Task goal:
Nothing but the pictures should be left out when you copy the records exactly.

(Stored data)
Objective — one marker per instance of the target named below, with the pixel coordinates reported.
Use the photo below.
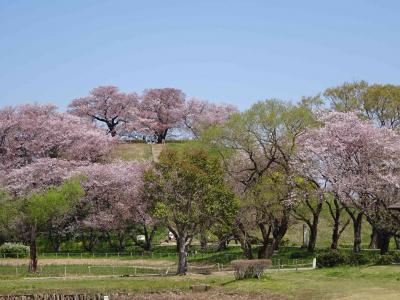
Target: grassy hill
(142, 151)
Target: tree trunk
(278, 232)
(266, 250)
(182, 263)
(374, 243)
(397, 241)
(336, 214)
(357, 222)
(242, 237)
(203, 241)
(149, 237)
(335, 235)
(32, 252)
(313, 235)
(162, 136)
(384, 238)
(121, 240)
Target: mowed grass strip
(133, 151)
(374, 282)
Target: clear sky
(226, 51)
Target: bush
(300, 255)
(13, 249)
(386, 259)
(356, 259)
(250, 268)
(331, 259)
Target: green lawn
(376, 282)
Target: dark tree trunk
(55, 240)
(279, 230)
(32, 252)
(89, 242)
(203, 241)
(112, 127)
(182, 263)
(335, 235)
(223, 241)
(336, 214)
(356, 217)
(313, 234)
(357, 222)
(121, 240)
(384, 241)
(374, 243)
(243, 238)
(266, 250)
(161, 136)
(148, 238)
(397, 242)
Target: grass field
(133, 151)
(373, 282)
(366, 282)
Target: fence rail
(83, 255)
(136, 270)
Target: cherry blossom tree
(107, 105)
(253, 145)
(200, 115)
(29, 132)
(360, 162)
(161, 110)
(189, 192)
(113, 201)
(41, 193)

Task response:
Objective — one marker per instance of the target named below, with the pixel coordinates reported.
Use the photo below.
Target: grassy hill
(142, 151)
Target: tree trunk
(278, 232)
(266, 250)
(182, 263)
(374, 243)
(397, 241)
(336, 214)
(357, 222)
(242, 237)
(203, 241)
(149, 237)
(335, 235)
(32, 252)
(313, 235)
(162, 136)
(384, 238)
(121, 240)
Target: mowed grass strip
(133, 151)
(374, 282)
Target: clear sky
(226, 51)
Target: bush
(300, 255)
(13, 249)
(386, 259)
(356, 259)
(250, 268)
(331, 259)
Target: green lawn
(376, 282)
Target: dark tree trunk
(55, 240)
(279, 230)
(32, 252)
(89, 242)
(203, 241)
(112, 127)
(182, 263)
(335, 235)
(223, 241)
(336, 214)
(356, 217)
(313, 234)
(357, 222)
(121, 240)
(384, 241)
(374, 243)
(243, 238)
(266, 250)
(161, 136)
(148, 238)
(397, 242)
Target: grass field
(133, 151)
(373, 282)
(366, 282)
Target: fence rail
(83, 255)
(136, 270)
Target: cherry blossom tree
(107, 105)
(253, 145)
(200, 115)
(29, 132)
(360, 162)
(161, 110)
(189, 192)
(113, 201)
(41, 193)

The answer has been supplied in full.